• Extrait proposé:
^^^^^^^^

À 89 ans et après trente-trois ans de pouvoir ininterrompu, Robert Mugabe rempile avec 61 % des voix et les deux tiers de l’Assemblée nationale. Cette victoire a littéralement laminé l’opposition du premier ministre du gouvernement de coalition, Morgan Tsvangirai, et de son parti, le Mouvement pour un changement démocratique (MDC). C’est donc en président fraîchement réélu pour un 7e mandat, et avant même d’avoir prêté serment, que le vieux président dictateur s’est rendu au sommet de la Communauté de développement de l’Afrique australe (SADC), à Lilongwe, au Malawi.
Le même mot d’ordre semble avoir été partagé par les Africains, la Chine et la Russie : éviter à tout prix les violences que le pays avait connues lors du scrutin de 2008, sortir le Zimbabwe de la crise et mettre fin au gouvernement de coalition, permettre au pays de revenir dans le giron de la communauté internationale en levant les sanctions occidentales. De leur côté, les Occidentaux se sont contentés de mettre en question mollement et de façon éphémère la crédibilité du scrutin. Tout le monde veut en finir avec cette situation, et tout le monde a compris que, pour l’instant, Robert Mugabe est incontournable, à moins de le chasser du pouvoir par la force.
L’engagement de la mission d’observation de la SADC, qui a immédiatement qualifié les élections de « libres » et « pacifiques », de rendre son rapport sur la régularité du scrutin courant septembre, ne changera certainement pas la donne. Seul le Botswana a eu le courage de contester l’honnêteté du processus électoral à partir des observations faites par ses quatre-vingts représentants au sein de la mission de la SADC. Mais leurs conclusions sont restées lettre morte. Tout comme sera sans doute classée sans suite la demande d’audit exprimée par le président du Botswana, Ian Khama, auprès de ses pairs d’Afrique australe.

^^^^^^^^

• Consignes:
A - D'après l'extrait, quel pays a été le seul à contester l'honnêteté du processus électoral ?
B - Citez le passage de l'extrait qui commence aux mots « L’engagement de la » et s'arrête après « pairs d’Afrique australe. ».

• Entrées de pointage d'objets étiquetés:
^^^^^^^^

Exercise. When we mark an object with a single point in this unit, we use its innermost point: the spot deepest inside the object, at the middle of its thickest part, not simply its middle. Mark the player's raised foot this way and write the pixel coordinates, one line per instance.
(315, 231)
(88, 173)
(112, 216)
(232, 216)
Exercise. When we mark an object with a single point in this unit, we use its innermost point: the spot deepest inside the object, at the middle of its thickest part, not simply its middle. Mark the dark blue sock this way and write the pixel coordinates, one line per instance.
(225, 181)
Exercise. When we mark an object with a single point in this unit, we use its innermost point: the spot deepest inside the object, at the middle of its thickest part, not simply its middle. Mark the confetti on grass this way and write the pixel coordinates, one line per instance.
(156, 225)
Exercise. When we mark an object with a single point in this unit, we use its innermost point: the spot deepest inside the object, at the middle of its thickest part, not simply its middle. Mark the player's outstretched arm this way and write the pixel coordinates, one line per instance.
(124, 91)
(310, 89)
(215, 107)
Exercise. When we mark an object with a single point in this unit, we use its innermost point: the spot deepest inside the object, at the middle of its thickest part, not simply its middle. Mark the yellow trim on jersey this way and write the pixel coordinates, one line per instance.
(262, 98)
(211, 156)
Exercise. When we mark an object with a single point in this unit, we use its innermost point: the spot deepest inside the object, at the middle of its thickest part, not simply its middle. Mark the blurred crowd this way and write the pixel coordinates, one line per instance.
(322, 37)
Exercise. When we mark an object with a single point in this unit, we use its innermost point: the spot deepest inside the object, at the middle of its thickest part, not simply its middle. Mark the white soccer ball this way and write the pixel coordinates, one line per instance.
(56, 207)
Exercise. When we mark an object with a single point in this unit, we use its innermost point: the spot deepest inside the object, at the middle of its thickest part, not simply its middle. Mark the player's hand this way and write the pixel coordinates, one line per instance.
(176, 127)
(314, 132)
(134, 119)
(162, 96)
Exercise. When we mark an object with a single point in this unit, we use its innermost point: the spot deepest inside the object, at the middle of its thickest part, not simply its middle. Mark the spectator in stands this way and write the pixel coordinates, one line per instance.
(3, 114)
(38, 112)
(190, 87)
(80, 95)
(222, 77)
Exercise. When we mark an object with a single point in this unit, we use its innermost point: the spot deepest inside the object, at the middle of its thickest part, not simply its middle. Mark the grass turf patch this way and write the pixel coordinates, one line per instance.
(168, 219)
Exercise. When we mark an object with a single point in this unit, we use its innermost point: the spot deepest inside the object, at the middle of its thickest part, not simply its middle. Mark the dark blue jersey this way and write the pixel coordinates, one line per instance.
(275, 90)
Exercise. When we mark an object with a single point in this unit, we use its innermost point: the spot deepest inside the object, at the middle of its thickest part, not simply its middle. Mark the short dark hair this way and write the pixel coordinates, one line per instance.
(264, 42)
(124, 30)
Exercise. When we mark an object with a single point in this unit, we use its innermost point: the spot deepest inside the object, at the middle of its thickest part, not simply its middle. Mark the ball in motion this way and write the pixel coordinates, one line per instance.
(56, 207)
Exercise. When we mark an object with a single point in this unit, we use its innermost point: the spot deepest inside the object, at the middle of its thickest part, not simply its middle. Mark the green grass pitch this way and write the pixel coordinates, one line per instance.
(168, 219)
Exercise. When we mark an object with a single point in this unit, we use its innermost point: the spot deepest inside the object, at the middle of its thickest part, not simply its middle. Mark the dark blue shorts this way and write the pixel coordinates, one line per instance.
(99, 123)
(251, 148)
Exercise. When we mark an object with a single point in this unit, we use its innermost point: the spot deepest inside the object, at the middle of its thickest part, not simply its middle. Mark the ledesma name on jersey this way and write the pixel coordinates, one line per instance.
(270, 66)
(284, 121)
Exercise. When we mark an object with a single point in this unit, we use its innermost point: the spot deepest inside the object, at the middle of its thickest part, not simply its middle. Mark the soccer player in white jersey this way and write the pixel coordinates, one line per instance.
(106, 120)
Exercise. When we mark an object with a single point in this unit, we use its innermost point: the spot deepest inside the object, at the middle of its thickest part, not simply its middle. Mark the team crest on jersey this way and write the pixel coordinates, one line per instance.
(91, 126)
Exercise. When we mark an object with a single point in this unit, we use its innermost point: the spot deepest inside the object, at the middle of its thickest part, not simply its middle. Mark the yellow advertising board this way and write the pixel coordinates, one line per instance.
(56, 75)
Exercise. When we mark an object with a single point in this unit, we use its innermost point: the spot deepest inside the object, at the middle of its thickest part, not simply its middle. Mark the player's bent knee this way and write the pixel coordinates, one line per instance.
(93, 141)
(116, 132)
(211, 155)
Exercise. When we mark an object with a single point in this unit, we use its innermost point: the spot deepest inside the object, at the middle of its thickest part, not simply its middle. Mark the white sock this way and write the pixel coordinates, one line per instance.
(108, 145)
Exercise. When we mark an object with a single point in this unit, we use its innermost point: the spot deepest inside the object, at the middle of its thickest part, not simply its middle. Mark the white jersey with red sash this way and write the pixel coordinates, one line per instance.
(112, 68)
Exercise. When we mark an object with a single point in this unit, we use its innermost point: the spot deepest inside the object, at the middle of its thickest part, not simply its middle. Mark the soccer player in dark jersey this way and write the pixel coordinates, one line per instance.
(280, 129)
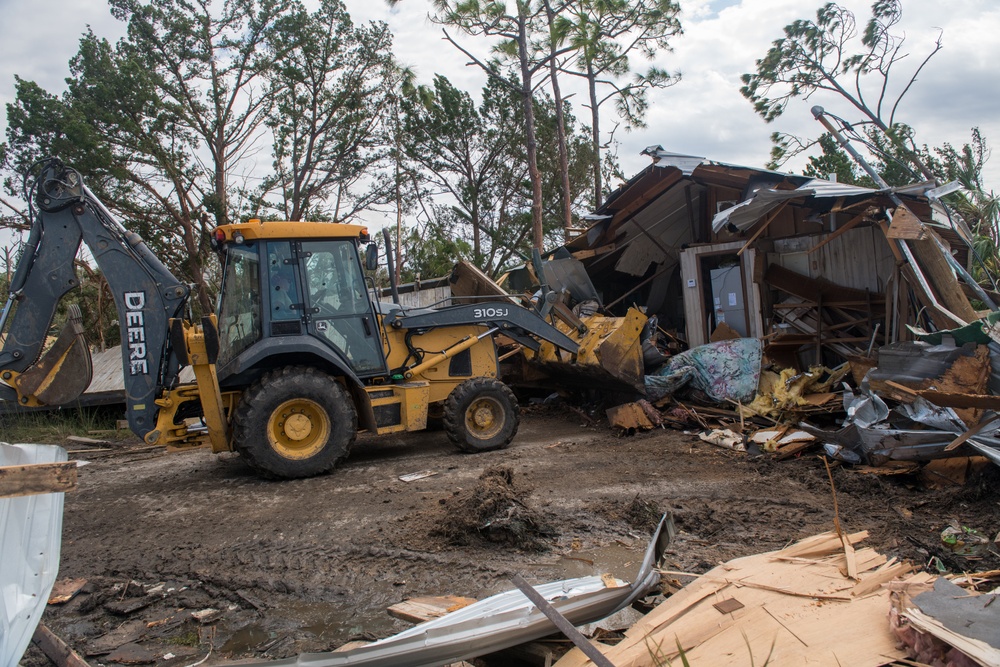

^^^^^^^^

• Réponses:
A - Le Botswana.

B -
L’engagement de la mission d’observation de la SADC, qui a immédiatement qualifié les élections de « libres » et « pacifiques », de rendre son rapport sur la régularité du scrutin courant septembre, ne changera certainement pas la donne. Seul le Botswana a eu le courage de contester l’honnêteté du processus électoral à partir des observations faites par ses quatre-vingts représentants au sein de la mission de la SADC. Mais leurs conclusions sont restées lettre morte. Tout comme sera sans doute classée sans suite la demande d’audit exprimée par le président du Botswana, Ian Khama, auprès de ses pairs d’Afrique australe.